- What to work on -
Can you transcribe every record below exactly as it appears?

----- Given information -----

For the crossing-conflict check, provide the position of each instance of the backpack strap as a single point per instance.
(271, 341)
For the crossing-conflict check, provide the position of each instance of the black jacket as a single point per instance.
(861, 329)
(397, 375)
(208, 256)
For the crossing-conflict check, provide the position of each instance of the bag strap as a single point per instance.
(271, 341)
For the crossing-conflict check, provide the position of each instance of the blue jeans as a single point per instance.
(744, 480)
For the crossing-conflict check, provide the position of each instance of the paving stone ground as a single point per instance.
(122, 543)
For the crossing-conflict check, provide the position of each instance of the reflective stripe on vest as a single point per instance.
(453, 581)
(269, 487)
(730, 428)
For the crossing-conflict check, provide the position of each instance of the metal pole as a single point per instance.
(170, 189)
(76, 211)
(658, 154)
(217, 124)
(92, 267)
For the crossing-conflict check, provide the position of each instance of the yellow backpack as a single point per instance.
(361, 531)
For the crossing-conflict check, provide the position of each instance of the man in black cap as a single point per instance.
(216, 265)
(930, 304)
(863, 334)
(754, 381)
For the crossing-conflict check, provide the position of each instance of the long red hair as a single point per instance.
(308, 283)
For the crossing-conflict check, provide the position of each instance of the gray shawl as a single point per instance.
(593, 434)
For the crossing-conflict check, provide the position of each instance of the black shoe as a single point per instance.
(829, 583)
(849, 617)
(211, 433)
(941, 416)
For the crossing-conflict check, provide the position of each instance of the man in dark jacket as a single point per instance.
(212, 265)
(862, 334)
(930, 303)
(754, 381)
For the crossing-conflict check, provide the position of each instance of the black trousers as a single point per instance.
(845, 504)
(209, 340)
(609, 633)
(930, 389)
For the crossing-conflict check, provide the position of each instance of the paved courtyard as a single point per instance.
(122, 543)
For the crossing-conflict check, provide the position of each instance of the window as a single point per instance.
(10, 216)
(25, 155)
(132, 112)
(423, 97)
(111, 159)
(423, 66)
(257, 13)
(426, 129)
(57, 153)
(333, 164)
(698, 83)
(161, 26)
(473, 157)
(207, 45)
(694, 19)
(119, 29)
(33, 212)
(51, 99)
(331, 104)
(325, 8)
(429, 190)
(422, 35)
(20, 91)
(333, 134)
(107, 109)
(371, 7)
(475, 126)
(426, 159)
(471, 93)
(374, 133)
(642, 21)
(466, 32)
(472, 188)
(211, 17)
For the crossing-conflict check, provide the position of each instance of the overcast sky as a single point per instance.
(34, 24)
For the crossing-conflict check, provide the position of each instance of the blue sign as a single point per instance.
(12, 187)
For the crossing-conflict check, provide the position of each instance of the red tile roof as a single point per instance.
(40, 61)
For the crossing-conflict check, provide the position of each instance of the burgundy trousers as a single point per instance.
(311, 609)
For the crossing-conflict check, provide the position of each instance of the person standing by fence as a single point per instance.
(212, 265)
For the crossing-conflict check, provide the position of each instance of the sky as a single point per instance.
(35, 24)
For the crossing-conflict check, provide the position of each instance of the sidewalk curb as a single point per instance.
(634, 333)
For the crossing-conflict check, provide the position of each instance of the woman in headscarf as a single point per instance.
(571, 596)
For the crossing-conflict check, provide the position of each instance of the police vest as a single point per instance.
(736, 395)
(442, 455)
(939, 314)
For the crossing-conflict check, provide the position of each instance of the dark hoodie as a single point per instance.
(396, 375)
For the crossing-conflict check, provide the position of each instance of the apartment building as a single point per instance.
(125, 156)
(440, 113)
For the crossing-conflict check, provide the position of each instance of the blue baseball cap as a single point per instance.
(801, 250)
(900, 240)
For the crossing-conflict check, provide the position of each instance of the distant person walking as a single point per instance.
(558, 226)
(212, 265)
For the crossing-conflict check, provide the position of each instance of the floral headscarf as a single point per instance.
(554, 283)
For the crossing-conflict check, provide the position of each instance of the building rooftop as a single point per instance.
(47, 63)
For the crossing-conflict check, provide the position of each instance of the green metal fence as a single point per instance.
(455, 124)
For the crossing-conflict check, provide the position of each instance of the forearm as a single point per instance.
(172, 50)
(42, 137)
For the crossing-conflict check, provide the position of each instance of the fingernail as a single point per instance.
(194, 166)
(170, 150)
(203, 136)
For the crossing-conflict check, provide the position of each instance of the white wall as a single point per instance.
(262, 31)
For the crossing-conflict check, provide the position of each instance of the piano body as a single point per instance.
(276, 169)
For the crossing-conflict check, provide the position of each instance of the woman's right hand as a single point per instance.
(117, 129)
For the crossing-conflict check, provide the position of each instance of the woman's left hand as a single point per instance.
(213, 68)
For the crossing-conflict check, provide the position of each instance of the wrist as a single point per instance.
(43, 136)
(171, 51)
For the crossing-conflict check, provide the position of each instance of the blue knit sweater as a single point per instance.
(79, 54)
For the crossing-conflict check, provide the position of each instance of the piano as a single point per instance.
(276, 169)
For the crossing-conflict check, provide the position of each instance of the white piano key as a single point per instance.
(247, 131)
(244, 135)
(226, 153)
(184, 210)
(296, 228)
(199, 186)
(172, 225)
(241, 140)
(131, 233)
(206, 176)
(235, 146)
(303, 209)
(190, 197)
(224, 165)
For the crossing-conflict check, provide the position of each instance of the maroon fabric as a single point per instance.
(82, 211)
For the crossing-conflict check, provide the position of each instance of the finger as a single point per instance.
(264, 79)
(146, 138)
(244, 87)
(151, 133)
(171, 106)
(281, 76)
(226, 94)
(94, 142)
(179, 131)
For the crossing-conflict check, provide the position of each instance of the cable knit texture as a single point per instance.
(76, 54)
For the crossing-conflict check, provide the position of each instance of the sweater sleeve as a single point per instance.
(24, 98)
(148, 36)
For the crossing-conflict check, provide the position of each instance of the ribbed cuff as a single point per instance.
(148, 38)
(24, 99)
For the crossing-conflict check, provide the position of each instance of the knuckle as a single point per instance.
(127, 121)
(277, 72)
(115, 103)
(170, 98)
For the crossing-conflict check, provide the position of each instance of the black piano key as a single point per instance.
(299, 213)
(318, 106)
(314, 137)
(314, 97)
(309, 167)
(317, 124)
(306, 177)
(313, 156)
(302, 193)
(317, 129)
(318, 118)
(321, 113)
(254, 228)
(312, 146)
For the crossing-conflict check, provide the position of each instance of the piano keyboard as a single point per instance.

-----

- The output -
For the crossing-conflict check, provide the position of each instance of the backpack strap as a single point per instance.
(271, 341)
For the crossing-conflict check, provide the position of each instance of the black jacket as a single point per instance.
(861, 329)
(397, 375)
(208, 256)
For the crossing-conflict check, provide the position of each instance of the bag strap as a single point per instance.
(271, 341)
For the crossing-conflict check, provide the position of each instance of the blue jeans as a single point per instance.
(744, 480)
For the crossing-conflict check, provide the position of each instance of the paving stone ground as a single point per instance.
(122, 543)
For the crossing-conflict check, provide the position of each instance of the reflective stripe on vest as a single point per instance.
(453, 581)
(269, 487)
(730, 428)
For the crossing-conflict check, provide the position of each instance of the metal pole as a single point per instance.
(170, 189)
(76, 211)
(658, 154)
(217, 124)
(92, 267)
For the crossing-conflict check, provide the position of each instance of the yellow backpack as a single point per instance.
(361, 531)
For the crossing-conflict check, provide the position of each instance of the man in black cap as a single point per instance.
(216, 265)
(930, 304)
(863, 334)
(754, 381)
For the crossing-conflict check, provide the position of each instance of the long red hair as a single point per instance.
(308, 283)
For the crossing-conflict check, provide the position of each instance of the gray shawl as a single point per instance.
(593, 434)
For the crossing-conflict check, provide the position of each instance of the black shoe as a single point per instance.
(829, 583)
(849, 617)
(211, 433)
(941, 416)
For the crossing-conflict check, provide the position of each instance of the man in dark jacket as a single point per instance.
(212, 265)
(862, 334)
(930, 303)
(754, 381)
For the crossing-conflict check, provide the position of each instance of the black trousers as a single point per instance.
(845, 504)
(209, 340)
(609, 633)
(930, 389)
For the crossing-conflict check, provide the position of each instance of the paved courtyard as a single point per instance.
(122, 543)
For the crossing-conflict check, provide the position of each instance of the window as a single point per instance.
(10, 216)
(25, 155)
(132, 112)
(423, 97)
(111, 159)
(423, 66)
(257, 13)
(426, 129)
(57, 153)
(333, 164)
(698, 83)
(161, 26)
(473, 157)
(207, 45)
(694, 19)
(119, 29)
(33, 212)
(51, 99)
(331, 104)
(325, 8)
(429, 190)
(422, 35)
(20, 91)
(333, 134)
(107, 109)
(371, 7)
(475, 126)
(426, 159)
(471, 93)
(374, 133)
(642, 21)
(466, 32)
(472, 188)
(211, 17)
For the crossing-conflict check, provide the position of each instance of the overcast sky as a single point per instance.
(34, 24)
For the crossing-conflict check, provide the position of each instance of the blue sign as a single point per instance.
(12, 187)
For the crossing-conflict check, provide the position of each instance of the red tile roof as a single point per instance.
(40, 61)
For the crossing-conflict check, provide the position of each instance of the burgundy trousers as a single point per instance.
(311, 609)
For the crossing-conflict check, provide the position of each instance of the person standing by fence as a single point per instance.
(212, 265)
For the crossing-conflict check, provide the position of each instance of the sky as a single point per instance.
(35, 24)
For the crossing-conflict check, provide the position of each instance of the sidewalk curb as a single point per instance.
(634, 333)
For the crossing-conflict check, provide the position of each instance of the woman in headscarf as a single point per instance.
(571, 596)
For the crossing-conflict check, provide the position of each instance of the police vest as a single point per instance.
(736, 395)
(442, 455)
(939, 314)
For the crossing-conflict check, provide the position of each instance of the dark hoodie as a single point per instance.
(396, 375)
For the crossing-conflict check, provide the position of each instance of the apartment building as a single point per instance.
(125, 156)
(440, 113)
For the crossing-conflict check, provide the position of each instance of the blue baseball cap as a single point per instance.
(801, 250)
(900, 240)
For the crossing-conflict check, provide the position of each instance of the distant person walking as a single point per instance.
(558, 226)
(212, 265)
For the crossing-conflict check, provide the position of each instance of the floral headscarf as a single point per instance.
(554, 283)
For the crossing-conflict check, provide the position of each instance of the building rooftop as a single point per instance.
(47, 63)
For the crossing-conflict check, provide the position of each instance of the green metal fence as a single point per instance.
(455, 124)
For the crossing-conflict check, provide the position of each instance of the forearm as a single point per instance.
(172, 50)
(42, 137)
For the crossing-conflict check, provide the position of each instance of the fingernail as a single point per instance.
(194, 166)
(170, 150)
(203, 136)
For the crossing-conflict check, provide the position of each instance of the white wall as a single point per instance.
(262, 31)
For the crossing-conflict check, provide the position of each instance of the piano body as a single point per instance.
(276, 169)
For the crossing-conflict check, provide the position of each instance of the woman's right hand as a single point per instance.
(117, 129)
For the crossing-conflict check, provide the position of each instance of the woman's left hand as a single point per instance.
(213, 68)
For the crossing-conflict check, provide the position of each instance of the wrist as a single point per instance.
(43, 136)
(171, 51)
For the crossing-conflict check, provide the position of each instance of the blue knit sweater as a single point per instance.
(79, 54)
For the crossing-conflict check, provide the position of each instance of the piano as a single point per instance.
(276, 169)
For the crossing-conflict check, provide the position of each instance of the white piano key as a single point per instance.
(247, 131)
(244, 135)
(226, 153)
(184, 210)
(296, 228)
(199, 186)
(172, 225)
(241, 140)
(131, 233)
(206, 176)
(235, 146)
(303, 209)
(190, 197)
(224, 165)
For the crossing-conflict check, provide the position of each instance of the maroon fabric as a single point per instance.
(82, 211)
For the crossing-conflict check, provide the position of each instance of the finger as a single point per instance.
(264, 79)
(146, 138)
(244, 87)
(151, 133)
(171, 106)
(281, 76)
(226, 94)
(94, 142)
(179, 131)
For the crossing-conflict check, provide the position of each instance of the cable knit texture as a single point per instance.
(76, 54)
For the crossing-conflict check, provide the position of each instance of the sweater sleeve as a single point per instance.
(24, 98)
(148, 36)
For the crossing-conflict check, provide the position of each instance of the ribbed cuff as a single point per instance.
(148, 38)
(24, 99)
For the crossing-conflict check, provide the position of each instance of the knuckle as a single point per instance.
(127, 121)
(277, 72)
(115, 103)
(170, 98)
For the crossing-conflict check, provide the position of each instance of the black piano key as a single point per instance.
(299, 213)
(318, 106)
(314, 137)
(314, 97)
(309, 167)
(317, 124)
(306, 177)
(313, 156)
(302, 193)
(317, 129)
(318, 118)
(321, 113)
(254, 228)
(312, 146)
For the crossing-conflict check, provide the position of each instance of the piano keyboard as a single point per instance.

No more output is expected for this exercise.